◆ EXTRAIT ◆

■ ■ ■ ■ ■ ■ ■

Anne Zelensky :  La comparaison avec notre Manifeste de 1971 est inopportune. C’est ce que j’explique dans ma tribune publiée dans Le Monde. Dans notre cas, il s’agissait vraiment d’une libération puisque nous revendiquions la levée d’un interdit : celui de disposer de nos maternités. Dans le cas des 343 salauds, c’est l’inverse : ils demandent à reconduire un asservissement objectif, celui de se prostituer. On ne vend pas son corps impunément. On le fait par contrainte économique surtout. 

JOL Press : Les signataires déclarent dans le texte vouloir  refuser « que des députés édictent des normes sur [leurs] désirs et [leurs] plaisirs », au nom de la liberté, concept que vous abordez dans votre tribune dans Le Monde. La liberté peut-elle parfois devenir l’inverse de ce qu’elle est en engendrant des soumissions et des contraintes ?
 

Anne Zelensky : Oui. On commet un contresens sur le mot « liberté » quand on l’associe avec ce qui relève de la soumission.  Fût-elle volontaire, la soumission est toujours le renoncement à ses propres désirs ou volontés. On peut s’arranger avec sa conscience et se persuader qu’on veut ce qu’on subit. Il n’en reste pas moins qu’on le subit d’abord.

JOL Press : Que répondez-vous à Elisabeth Lévy, la directrice de la rédaction du magazine Causeur qui a déclaré vouloir « emmerder les féministes d’aujourd’hui » ?

■ ■ ■ ■ ■ ■ ■

◆ DONNÉES ENREGISTRÉES ◆

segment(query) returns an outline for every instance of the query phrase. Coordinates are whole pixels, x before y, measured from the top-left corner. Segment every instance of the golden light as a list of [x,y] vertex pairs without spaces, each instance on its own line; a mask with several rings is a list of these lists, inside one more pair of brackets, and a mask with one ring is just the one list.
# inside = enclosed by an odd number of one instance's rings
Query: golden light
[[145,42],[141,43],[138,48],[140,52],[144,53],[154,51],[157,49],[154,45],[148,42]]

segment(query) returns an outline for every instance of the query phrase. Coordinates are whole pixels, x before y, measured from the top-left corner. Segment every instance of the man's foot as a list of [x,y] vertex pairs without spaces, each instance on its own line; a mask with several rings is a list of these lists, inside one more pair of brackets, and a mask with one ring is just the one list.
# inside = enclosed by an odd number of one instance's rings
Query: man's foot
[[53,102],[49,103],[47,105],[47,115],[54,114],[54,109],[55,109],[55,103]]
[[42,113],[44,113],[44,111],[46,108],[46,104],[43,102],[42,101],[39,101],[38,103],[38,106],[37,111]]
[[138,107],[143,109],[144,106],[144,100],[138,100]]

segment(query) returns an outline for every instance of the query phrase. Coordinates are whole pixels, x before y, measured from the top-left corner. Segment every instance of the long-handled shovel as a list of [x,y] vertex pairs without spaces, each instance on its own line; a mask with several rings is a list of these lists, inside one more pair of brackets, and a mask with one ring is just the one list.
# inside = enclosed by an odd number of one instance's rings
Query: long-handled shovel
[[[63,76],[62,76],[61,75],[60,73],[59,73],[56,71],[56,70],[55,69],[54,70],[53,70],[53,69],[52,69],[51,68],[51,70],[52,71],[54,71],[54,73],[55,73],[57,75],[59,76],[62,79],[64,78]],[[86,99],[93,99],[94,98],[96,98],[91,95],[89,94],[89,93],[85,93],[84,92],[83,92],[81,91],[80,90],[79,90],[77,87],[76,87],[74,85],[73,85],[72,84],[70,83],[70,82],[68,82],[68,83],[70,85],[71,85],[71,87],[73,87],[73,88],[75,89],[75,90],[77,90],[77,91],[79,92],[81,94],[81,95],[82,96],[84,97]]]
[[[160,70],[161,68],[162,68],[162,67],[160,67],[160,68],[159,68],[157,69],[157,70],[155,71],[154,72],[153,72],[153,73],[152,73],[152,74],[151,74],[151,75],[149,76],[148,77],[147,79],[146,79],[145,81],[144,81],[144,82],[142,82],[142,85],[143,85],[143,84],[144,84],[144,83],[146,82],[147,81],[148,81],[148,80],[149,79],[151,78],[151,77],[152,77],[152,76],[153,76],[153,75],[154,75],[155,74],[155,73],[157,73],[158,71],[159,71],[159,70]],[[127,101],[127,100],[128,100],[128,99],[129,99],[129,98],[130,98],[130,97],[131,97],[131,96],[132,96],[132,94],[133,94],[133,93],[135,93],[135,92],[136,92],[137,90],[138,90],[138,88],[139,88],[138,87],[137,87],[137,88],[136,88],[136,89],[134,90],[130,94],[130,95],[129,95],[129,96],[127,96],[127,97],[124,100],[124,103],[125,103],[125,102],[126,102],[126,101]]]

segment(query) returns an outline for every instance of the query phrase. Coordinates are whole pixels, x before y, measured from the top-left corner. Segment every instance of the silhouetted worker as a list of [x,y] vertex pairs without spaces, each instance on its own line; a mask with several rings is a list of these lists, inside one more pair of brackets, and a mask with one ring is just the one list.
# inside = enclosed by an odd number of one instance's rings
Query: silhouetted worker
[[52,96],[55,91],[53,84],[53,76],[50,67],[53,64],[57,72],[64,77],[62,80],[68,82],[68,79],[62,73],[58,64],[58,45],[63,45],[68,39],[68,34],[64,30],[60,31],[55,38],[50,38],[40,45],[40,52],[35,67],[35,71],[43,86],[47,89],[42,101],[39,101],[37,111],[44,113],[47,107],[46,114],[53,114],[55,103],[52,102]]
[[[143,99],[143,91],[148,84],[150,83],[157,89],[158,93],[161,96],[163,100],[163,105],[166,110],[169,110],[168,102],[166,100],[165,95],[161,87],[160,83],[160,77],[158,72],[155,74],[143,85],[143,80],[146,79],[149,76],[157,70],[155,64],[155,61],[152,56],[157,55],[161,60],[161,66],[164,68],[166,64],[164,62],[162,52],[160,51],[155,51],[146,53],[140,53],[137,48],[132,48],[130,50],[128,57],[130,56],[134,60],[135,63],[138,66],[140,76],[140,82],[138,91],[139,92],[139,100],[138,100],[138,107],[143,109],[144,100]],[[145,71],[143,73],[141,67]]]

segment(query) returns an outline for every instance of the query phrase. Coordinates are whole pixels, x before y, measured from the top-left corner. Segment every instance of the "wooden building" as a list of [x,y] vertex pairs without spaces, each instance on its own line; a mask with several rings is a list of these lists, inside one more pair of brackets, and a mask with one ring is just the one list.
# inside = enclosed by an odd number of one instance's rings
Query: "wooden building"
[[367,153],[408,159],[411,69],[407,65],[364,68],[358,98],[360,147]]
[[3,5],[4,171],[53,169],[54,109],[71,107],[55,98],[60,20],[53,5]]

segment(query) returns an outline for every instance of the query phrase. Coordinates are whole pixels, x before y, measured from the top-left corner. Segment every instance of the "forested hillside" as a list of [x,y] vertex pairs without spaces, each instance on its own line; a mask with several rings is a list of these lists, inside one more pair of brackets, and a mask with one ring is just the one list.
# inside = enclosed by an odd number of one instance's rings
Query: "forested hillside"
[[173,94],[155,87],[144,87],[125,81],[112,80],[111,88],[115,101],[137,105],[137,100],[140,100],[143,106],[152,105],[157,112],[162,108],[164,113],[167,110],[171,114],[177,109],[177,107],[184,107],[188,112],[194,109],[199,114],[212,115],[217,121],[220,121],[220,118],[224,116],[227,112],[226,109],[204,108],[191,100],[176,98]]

■ ■ ■ ■ ■ ■ ■

◆ EXERCICES À TRAITER ◆
**a)** Recopiez l'extrait de l'entretien avec Anne Zelensky en commençant aux mots "JOL Press : Les" et en vous arrêtant après "des contraintes ?".
**b)** Prolongez l'entretien avec Anne Zelensky à partir de sa dernière phrase.

◆ LISTE DES RÉPONSES ◆
**a)**
JOL Press : Les signataires déclarent dans le texte vouloir  refuser « que des députés édictent des normes sur [leurs] désirs et [leurs] plaisirs », au nom de la liberté, concept que vous abordez dans votre tribune dans Le Monde. La liberté peut-elle parfois devenir l’inverse de ce qu’elle est en engendrant des soumissions et des contraintes ?

**b)**
 

Anne Zelensky : C’est infantile. C’est son problème, pas celui des féministes. Qu’elle s’interroge donc sur les raisons de cette volonté de les « emmerder ». Il y a différentes sortes de féminismes. A-t-elle seulement compris ce qu’est le féminisme, au-delà des caricatures qu’on en fait ?  Elle qui se dit « esprit libre » ne fait que véhiculer les poncifs les plus éculés sur cette question.

JOL Press : Que pensez-vous des signataires du « Manifeste des salauds » qui réclament le droit à «leur pute» ?
 

Anne Zelensky : Ils doivent beaucoup s’ennuyer pour chercher autant à susciter l’attention. Mais je ne les juge pas sur leurs pratiques.

JOL Press : Vous expliquez dans votre tribune que ce manifeste s’inscrit dans une « guéguerre que se livrent les sexes. » Cette pétition est-elle la marque d’une vengeance des hommes face à la libération des femmes ?
 

Anne Zelensky : Oui. La libération des femmes passe mal pour certains hommes. C’est un vrai bouleversement des relations homme/femme. Il est logique que ça crée des remous. Il y a un moment où il faudra enterrer la hache de guerre et passer à des relations plus apaisées et humaines.

JOL Press: Que pensez-vous de la proposition de loi visant à sanctionner par une amende les clients de prostituées ?
 

Anne Zelensky : Si on se place en termes de justice, il serait équitable de pénaliser les clients autant que les prostituées. Mais peut-on légiférer sur un problème aussi complexe ? Il faut s’attaquer aux réseaux proxénètes, ça oui ! Et travailler en amont sur les mentalités et les relations fille/garçon. Ce sera long.